Work instruction A — Translate this sentence from the church heritage page into Spanish: "The wall plaques honour military members and local pioneers."
Work instruction B — Please write what comes next in the church heritage page, starting right after its final sentence about the Pooley memorial window.

Source extract —

Heritage | St Peter & St Paul's Anglican Parish


The Font (1) was donated to the church by Mrs. Ashton in 1874. Years later a font cover made from an old Sussex water-mill was added. Its original handle was made by the village blacksmith.

The wall plaques honour military members and local pioneers. One is  to a nursing sister who lost her life when her hospital was bombed in World War 1. The War Memorial (2) to those who gave their lives in  the Great War is all that is left of a much larger memorial that until 1927 used to sit outside the church.

Beside the Lectern is the life-buoy (3) from HMS Condor which floundered in a storm off the west coast on December 3, 1901.

The Pulpit (4) was carved by Mr. William Edward Allen Barclay in memory of his father Canon William George Barclay of Salisbury, England. The two carvings that surmount the posts at the top of of the steps came from Minterne, Dorset, where the Canon was Rector for 25 years. On the wall of the Pulpit is the Canon’s monogram. The Alms basin was also carved by Mr. Barclay.

Our organ (5) was bought from St. John’s, Victoria, in 1912. It is a three-manual Conacher tracker which was built in Huddersfield, England, in 1891. Because the organ is virtually in its original state it  is a heritage instrument.

The Altar (6), installed when the church was moved to this site, just over 100 years old. There are six stained glass windows in the church. The central set of three behind the altar are in memory of Alice, the daughter of one of our early Ministers, she died in 1878. The two on either side were also installed in 1878. The one on the left is in memory of Commander, the Hon. Horace Lascelles, son of the Earl of Harewood, who died on June 15, 1869. The one on the right is in memory of Frederick Seymour, Governor of British Columbia. The Pooley memorial window beside the pulpit dates from 1960.

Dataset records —
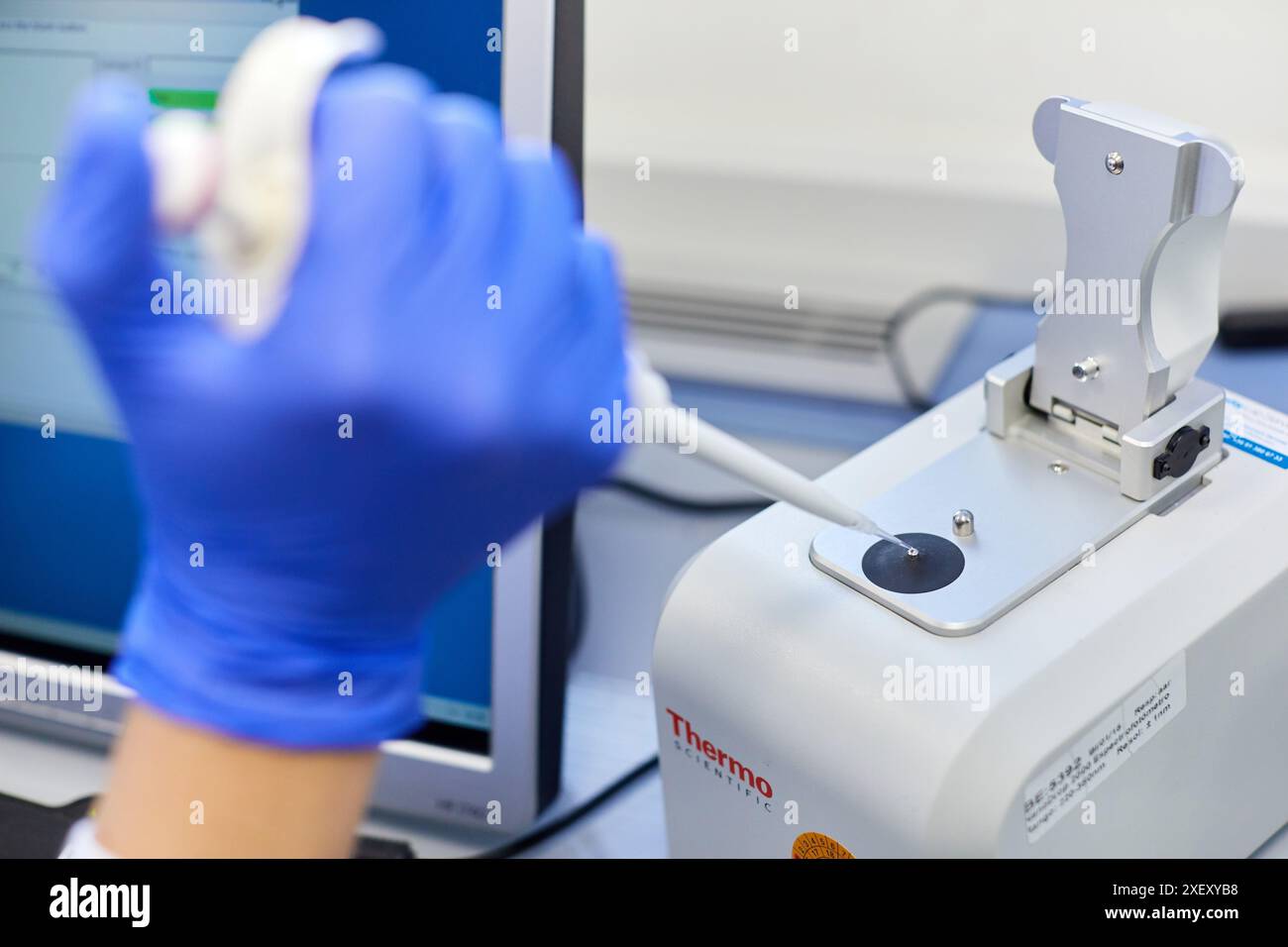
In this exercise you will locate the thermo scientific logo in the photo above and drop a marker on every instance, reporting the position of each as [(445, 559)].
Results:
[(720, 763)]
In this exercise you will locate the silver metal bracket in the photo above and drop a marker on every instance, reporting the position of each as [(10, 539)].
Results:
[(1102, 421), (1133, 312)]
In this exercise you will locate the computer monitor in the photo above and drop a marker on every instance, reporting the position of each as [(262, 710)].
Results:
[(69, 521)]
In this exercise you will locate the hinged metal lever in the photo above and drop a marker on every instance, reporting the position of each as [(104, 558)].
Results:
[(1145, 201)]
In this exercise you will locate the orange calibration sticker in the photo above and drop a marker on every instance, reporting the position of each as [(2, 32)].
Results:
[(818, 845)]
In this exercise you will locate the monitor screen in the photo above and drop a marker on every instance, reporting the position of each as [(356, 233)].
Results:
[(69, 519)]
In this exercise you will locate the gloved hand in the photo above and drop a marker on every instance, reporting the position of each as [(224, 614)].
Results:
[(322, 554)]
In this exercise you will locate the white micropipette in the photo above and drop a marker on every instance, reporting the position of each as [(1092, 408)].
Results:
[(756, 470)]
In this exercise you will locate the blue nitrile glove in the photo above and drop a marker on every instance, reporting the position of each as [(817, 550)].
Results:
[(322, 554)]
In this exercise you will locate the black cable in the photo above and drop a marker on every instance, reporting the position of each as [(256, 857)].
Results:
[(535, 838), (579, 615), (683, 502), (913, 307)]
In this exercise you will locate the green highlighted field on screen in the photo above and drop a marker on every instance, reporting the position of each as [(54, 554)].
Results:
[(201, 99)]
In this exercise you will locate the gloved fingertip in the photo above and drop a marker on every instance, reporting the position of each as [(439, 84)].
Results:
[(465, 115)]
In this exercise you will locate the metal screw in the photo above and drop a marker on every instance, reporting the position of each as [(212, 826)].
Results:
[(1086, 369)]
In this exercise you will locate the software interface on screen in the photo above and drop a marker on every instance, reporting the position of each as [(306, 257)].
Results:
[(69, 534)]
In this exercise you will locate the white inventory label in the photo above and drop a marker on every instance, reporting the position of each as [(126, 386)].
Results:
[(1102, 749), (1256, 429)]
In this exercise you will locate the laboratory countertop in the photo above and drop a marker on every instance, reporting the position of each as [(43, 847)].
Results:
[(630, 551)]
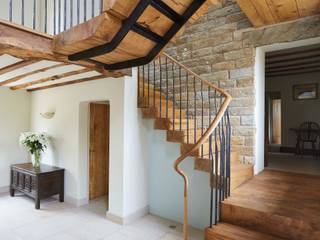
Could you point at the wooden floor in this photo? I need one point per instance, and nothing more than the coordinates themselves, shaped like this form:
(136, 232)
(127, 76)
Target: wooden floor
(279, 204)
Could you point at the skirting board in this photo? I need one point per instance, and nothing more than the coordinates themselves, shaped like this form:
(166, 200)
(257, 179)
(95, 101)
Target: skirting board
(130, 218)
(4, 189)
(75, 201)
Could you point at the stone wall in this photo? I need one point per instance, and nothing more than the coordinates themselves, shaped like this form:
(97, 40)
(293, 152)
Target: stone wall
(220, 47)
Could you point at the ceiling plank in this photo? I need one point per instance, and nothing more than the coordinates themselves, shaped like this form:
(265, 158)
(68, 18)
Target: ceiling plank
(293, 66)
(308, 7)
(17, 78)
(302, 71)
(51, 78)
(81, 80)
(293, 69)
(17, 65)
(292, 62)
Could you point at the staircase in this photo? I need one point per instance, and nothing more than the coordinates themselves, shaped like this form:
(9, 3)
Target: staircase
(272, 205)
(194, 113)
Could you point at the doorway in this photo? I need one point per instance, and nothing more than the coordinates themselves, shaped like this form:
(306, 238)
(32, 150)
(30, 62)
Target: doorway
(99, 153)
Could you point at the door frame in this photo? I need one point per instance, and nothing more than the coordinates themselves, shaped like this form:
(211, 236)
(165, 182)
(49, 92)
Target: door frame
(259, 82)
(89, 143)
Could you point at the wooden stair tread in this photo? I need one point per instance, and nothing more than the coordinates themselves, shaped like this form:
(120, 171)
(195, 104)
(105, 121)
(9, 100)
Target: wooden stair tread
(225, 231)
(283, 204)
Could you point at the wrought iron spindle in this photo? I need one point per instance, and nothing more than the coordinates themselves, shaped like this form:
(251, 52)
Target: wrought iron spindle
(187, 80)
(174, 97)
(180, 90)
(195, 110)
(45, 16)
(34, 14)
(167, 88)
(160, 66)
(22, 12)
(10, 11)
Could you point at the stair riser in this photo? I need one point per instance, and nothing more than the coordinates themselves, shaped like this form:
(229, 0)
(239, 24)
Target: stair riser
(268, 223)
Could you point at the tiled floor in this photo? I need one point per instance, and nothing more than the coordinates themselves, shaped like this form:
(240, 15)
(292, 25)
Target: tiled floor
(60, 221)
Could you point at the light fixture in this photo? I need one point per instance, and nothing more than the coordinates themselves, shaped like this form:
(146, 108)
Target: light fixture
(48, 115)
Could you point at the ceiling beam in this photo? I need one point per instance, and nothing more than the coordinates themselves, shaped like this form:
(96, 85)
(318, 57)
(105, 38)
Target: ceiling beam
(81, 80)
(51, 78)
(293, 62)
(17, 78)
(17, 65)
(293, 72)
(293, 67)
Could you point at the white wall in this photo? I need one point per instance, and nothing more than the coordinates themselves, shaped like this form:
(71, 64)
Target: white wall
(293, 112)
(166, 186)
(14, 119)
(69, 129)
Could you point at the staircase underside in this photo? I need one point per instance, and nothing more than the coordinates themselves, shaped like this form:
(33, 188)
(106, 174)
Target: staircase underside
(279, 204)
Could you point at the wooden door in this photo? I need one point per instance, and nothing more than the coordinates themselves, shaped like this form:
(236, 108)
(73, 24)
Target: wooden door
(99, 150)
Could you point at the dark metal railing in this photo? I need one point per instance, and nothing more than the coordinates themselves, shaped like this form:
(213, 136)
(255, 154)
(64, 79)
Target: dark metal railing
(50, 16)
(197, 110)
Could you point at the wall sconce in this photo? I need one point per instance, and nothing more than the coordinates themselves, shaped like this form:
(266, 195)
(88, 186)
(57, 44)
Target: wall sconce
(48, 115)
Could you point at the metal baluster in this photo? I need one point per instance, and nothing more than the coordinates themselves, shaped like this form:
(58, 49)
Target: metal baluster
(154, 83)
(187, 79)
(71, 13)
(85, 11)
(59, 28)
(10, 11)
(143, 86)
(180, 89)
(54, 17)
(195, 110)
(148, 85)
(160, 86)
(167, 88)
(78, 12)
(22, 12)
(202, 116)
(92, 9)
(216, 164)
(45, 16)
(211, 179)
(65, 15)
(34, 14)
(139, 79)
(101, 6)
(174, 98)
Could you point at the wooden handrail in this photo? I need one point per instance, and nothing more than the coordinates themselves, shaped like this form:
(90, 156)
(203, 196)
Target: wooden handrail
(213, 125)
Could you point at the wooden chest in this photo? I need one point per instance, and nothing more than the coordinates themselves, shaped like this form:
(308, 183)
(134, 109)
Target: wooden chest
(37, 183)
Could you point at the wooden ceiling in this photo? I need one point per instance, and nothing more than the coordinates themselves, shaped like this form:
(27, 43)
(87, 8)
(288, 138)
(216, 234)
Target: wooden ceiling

Task result A — Las placas de la pared honran a miembros del ejército y a pioneros locales.

Task result B —
Upon entering the church one becomes aware of the many flags that have been “laid up” here for safekeeping. At the Chancel step (7) hangs the Naval Colour presented by King George VI at Beacon Hill Park when he and Queen Elizabeth visited Victoria in 1939. Across from it hanging above the memorial to Admiral Hose, the founder of the Canadian Navy (8), is the White Ensign (9) which flew on HMCS Vancouver before she was paid off. Beside it hang the last Red Ensign to fly at Work Point Barracks and the Blue Ensign. These were “laid up” here in the late 1960’s when the new Canadian Flag was introduced.

The Blue Ensign was the Naval Jack, while the Red Ensign was the flag of Canada and the Canadian Army. Above the Lectern (10) hangs the flag of the Royal Canadian Air Force.

The colour of the Old Contemptibles, the small force that went to France in the early days of WW1, laid up here on October 12, 1975, hangs beside it. Opposite, above the Pulpit (4) hangs the flags of the Burma Star Association of Victoria and the Chief and Petty Officers Association. Before the 3rd Battalion of the Princess Patricia’s Canadian Light Infantry moved the King’s and Regimental Colour of their 1st Battalion hung beside the organ.

The bell (7) located by the Organ is a gift of the Bergink family in memory of Herman, Parish Organist and Provincial Carillonneur. The sanctuary furniture, altar hangings, communion plate prayer and hymn books and bibles have been given to the glory of Almighty God in memory of many whom we still fondly remember. The anchor window located above the font (1) on the east wall is a reminder of our naval history. The small plaques on the front pews mark the Admiral’s pew (the pulpit side) and the Army Commander’s pew (the lectern side).